◆ What is asked ◆
1. In the post about transitions, what is the title of the seminar the writer begins leading at UMass Amherst?
2. Identify every line in the entries that contains the string "blue", treating uppercase and lowercase as distinct, and copy each such line.

◆ Excerpt provided ◆
========================================================================

This is what transitions look like

Over the last couple of months, I’ve lost more than 20 pounds on what my friend Molly refers to as the Blow-Up-Your-Life Diet. I’ve been apartment searching in Boston, packing to move, preparing to start a new full-time job after three-plus years on my own, and starting to lead a seminar at UMass Amherst entitled, ironically enough, “Living Strategically.” (I taught my first class last week by the way. Let it be said: I love my students. And I love teaching.)

On second thought, “living strategically” isn’t so ironic after all. If not for the strategies I’ve learned, practiced – and blogged about here – over the past few years, I’d undoubtedly be in far worse shape than I am today.  Hard as things are right now – and they are pretty hard – I have tools and perspective.

That is when I remember to use them.

Last week, I was going through an especially difficult patch. I’d made the two-hour drive into Boston from western Mass based on a realtor’s promise to show me four to seven apartments only to discover on arrival that none of them accepted cats, despite my having clearly indicated that one would be coming with me. I start my Boston job a week from tomorrow. I still have no place to live, and once I find one, I’ll still have to move. It all began to seem utterly overwhelming. Was this whole thing a mistake? What had I been thinking?

========================================================================

◆ Listed entries ◆
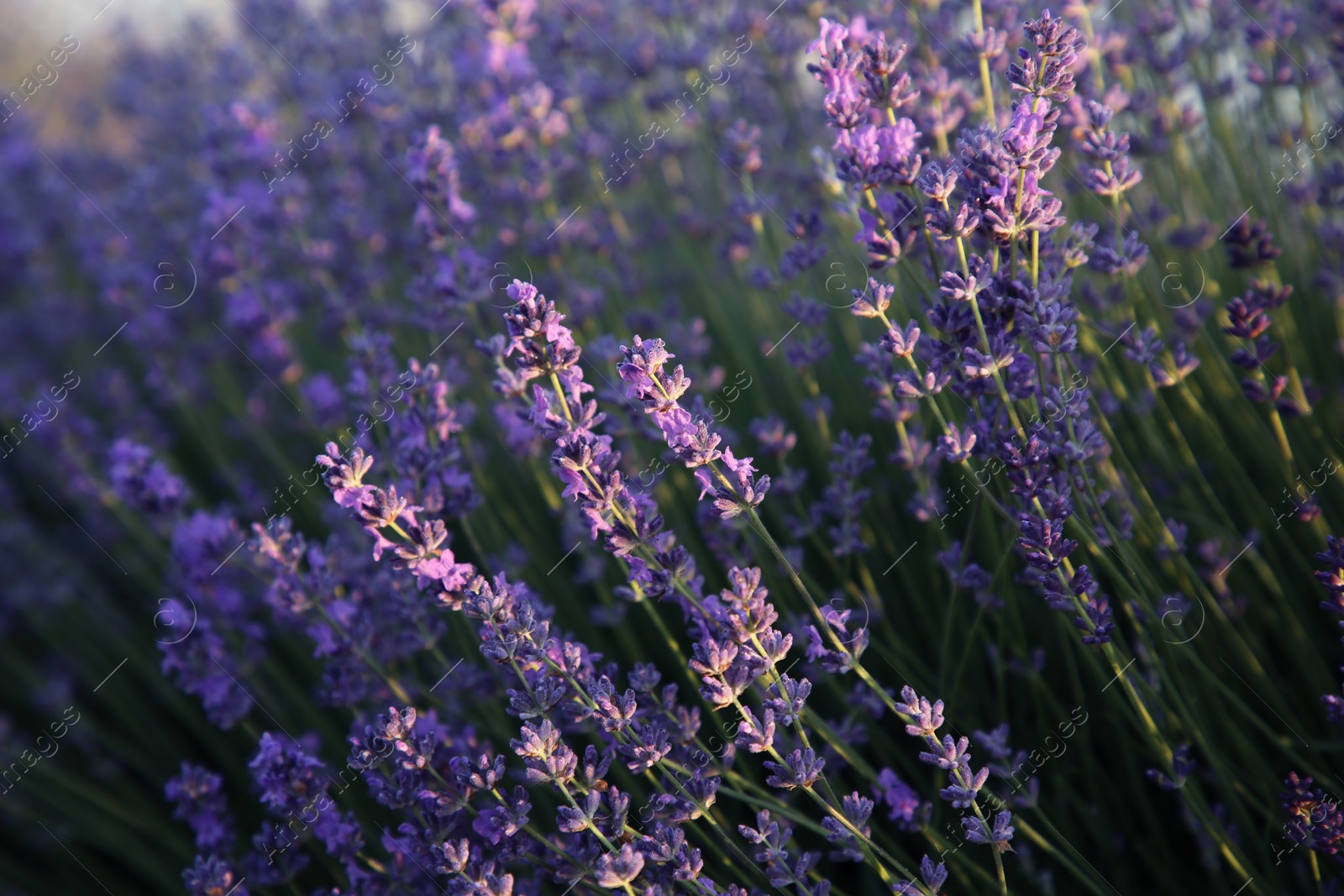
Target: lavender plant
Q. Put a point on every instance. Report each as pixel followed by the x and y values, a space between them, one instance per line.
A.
pixel 543 448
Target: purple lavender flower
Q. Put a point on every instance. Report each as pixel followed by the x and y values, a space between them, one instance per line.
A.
pixel 202 804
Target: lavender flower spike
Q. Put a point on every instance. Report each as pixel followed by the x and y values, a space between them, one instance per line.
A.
pixel 690 438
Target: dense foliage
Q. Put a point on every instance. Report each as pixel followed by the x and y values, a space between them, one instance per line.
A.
pixel 528 446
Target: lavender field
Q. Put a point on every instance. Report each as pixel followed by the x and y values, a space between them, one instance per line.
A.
pixel 501 448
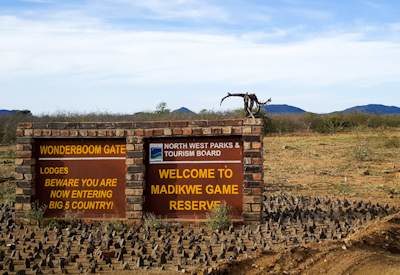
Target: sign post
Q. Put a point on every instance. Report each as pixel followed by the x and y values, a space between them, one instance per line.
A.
pixel 83 178
pixel 187 177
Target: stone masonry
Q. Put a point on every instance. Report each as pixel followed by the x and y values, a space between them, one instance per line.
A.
pixel 135 134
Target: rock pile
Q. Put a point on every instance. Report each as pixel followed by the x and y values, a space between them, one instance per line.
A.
pixel 79 247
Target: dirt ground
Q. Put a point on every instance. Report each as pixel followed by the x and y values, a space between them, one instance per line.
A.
pixel 363 165
pixel 360 165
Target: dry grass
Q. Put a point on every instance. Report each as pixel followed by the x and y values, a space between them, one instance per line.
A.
pixel 362 164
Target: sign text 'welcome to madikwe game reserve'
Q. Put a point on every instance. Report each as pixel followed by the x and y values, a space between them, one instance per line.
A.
pixel 188 177
pixel 83 178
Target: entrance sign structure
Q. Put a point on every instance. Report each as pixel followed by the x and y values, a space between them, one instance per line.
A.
pixel 106 170
pixel 188 177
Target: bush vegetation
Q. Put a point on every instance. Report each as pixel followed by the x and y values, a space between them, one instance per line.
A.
pixel 274 124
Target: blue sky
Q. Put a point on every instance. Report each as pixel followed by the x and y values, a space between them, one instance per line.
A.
pixel 125 56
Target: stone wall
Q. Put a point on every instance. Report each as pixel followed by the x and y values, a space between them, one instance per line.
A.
pixel 135 134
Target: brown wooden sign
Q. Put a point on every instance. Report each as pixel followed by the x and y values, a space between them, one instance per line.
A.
pixel 81 178
pixel 187 177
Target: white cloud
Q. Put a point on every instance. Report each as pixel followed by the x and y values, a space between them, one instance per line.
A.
pixel 29 48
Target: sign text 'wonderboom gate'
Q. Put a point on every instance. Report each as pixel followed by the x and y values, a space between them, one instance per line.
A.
pixel 83 178
pixel 187 177
pixel 121 170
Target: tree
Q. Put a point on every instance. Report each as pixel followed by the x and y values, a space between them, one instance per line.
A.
pixel 162 108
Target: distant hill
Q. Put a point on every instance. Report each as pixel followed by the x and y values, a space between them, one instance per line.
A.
pixel 6 112
pixel 377 109
pixel 283 109
pixel 184 110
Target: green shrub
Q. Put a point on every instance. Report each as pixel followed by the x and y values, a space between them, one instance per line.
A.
pixel 392 142
pixel 362 151
pixel 219 218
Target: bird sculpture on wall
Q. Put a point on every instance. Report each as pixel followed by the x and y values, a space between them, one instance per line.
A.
pixel 252 106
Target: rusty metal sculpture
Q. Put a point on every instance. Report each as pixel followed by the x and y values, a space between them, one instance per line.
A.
pixel 252 106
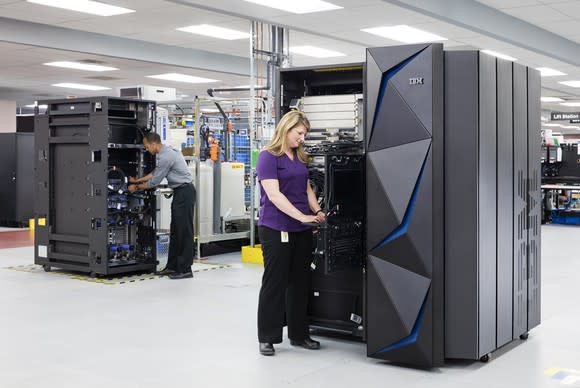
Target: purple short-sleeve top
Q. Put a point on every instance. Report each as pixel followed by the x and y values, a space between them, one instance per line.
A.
pixel 292 176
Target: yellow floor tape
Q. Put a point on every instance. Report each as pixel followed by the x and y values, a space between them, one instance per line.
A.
pixel 32 268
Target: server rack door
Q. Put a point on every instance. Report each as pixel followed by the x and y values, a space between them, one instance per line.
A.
pixel 534 198
pixel 8 177
pixel 402 318
pixel 520 294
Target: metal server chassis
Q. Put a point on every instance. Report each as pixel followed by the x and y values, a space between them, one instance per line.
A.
pixel 85 151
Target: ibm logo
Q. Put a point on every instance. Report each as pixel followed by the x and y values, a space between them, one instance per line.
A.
pixel 416 81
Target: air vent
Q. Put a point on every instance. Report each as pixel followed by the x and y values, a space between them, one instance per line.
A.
pixel 103 78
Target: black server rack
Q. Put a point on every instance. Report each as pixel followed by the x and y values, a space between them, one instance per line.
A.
pixel 336 295
pixel 87 221
pixel 16 178
pixel 451 205
pixel 492 164
pixel 404 204
pixel 336 300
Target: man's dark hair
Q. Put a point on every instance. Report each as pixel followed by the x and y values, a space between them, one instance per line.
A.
pixel 152 137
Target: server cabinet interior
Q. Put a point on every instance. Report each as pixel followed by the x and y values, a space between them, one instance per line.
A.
pixel 85 151
pixel 332 98
pixel 451 204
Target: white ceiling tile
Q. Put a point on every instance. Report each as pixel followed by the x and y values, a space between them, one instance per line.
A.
pixel 537 13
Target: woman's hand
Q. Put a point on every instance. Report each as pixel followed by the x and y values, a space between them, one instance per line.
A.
pixel 308 219
pixel 320 217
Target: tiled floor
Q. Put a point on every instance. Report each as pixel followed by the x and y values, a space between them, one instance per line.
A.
pixel 61 332
pixel 15 238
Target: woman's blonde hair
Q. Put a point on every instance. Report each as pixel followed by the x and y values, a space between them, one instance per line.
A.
pixel 287 122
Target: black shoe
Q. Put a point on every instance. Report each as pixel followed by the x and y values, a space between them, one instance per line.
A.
pixel 306 343
pixel 266 349
pixel 165 271
pixel 183 275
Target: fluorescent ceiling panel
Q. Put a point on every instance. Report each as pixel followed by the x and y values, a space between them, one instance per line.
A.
pixel 176 77
pixel 573 84
pixel 297 6
pixel 80 86
pixel 551 99
pixel 404 33
pixel 499 55
pixel 547 72
pixel 315 52
pixel 85 6
pixel 80 66
pixel 215 32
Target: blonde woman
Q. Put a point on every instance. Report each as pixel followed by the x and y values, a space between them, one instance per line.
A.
pixel 287 203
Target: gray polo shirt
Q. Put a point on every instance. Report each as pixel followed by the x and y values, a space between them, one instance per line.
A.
pixel 171 165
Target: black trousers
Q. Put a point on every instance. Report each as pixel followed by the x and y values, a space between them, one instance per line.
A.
pixel 181 249
pixel 285 285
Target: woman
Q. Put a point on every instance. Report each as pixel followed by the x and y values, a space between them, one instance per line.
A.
pixel 287 203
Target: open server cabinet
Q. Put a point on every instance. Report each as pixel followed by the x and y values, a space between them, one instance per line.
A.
pixel 332 99
pixel 451 264
pixel 86 220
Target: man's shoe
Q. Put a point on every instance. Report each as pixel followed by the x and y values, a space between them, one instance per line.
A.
pixel 306 343
pixel 266 349
pixel 164 272
pixel 184 275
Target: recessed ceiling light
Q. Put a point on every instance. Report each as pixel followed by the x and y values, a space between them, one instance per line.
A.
pixel 80 86
pixel 499 55
pixel 80 66
pixel 551 99
pixel 574 84
pixel 547 72
pixel 315 52
pixel 85 6
pixel 403 33
pixel 182 78
pixel 297 6
pixel 215 32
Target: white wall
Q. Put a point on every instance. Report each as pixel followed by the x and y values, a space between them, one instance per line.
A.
pixel 7 116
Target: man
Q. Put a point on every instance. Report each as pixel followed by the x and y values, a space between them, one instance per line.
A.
pixel 171 165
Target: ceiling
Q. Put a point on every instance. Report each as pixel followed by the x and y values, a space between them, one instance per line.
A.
pixel 539 33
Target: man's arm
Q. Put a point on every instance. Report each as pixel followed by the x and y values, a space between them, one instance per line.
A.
pixel 145 178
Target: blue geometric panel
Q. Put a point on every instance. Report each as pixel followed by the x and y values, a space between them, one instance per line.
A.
pixel 388 59
pixel 403 253
pixel 418 95
pixel 398 169
pixel 396 123
pixel 383 88
pixel 403 227
pixel 412 337
pixel 381 213
pixel 374 76
pixel 406 290
pixel 383 324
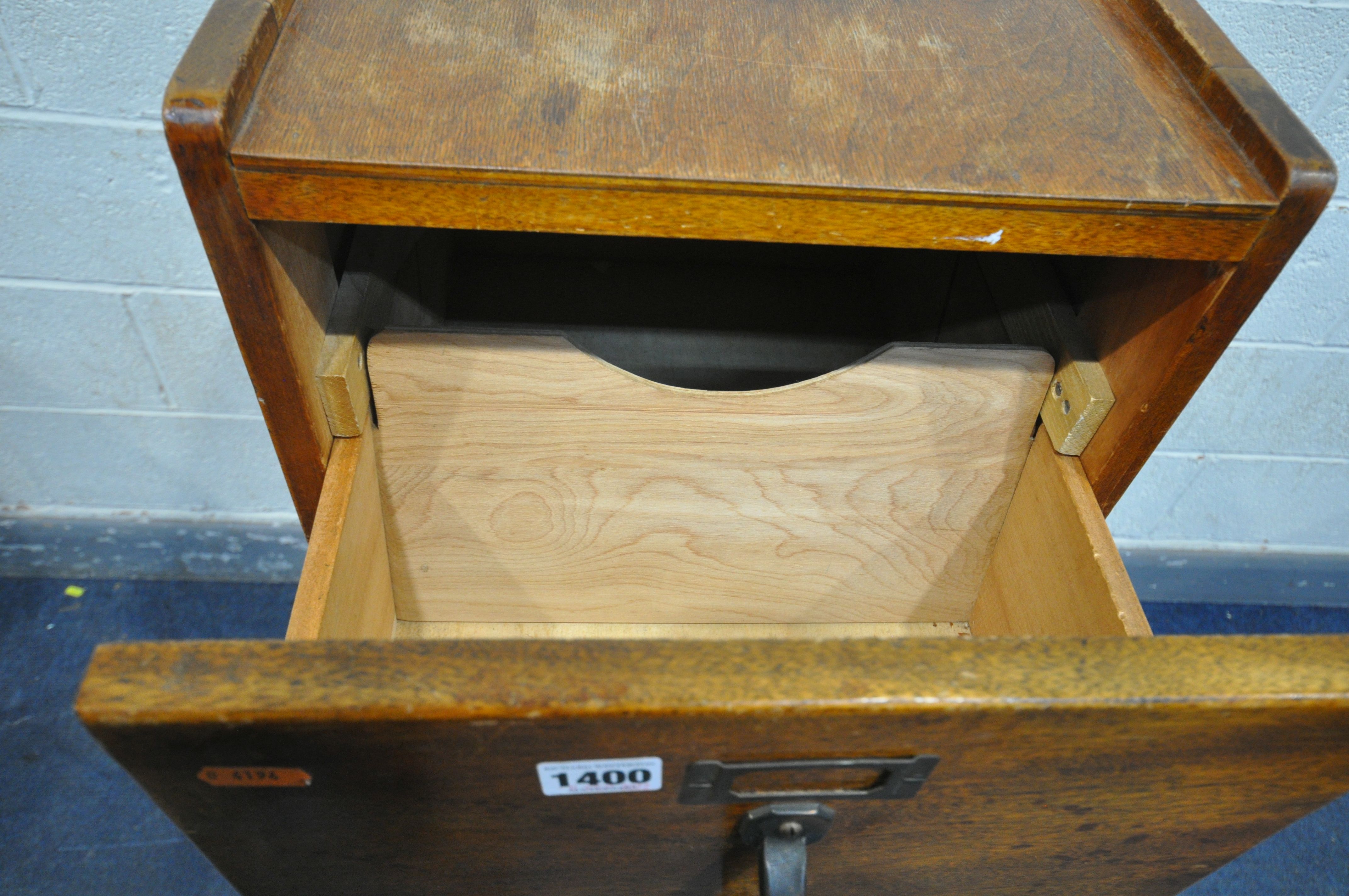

========================================================================

◆ Answers given ◆
1. "Living Strategically."

2.
Target: blue sky
Target: blue geometric panel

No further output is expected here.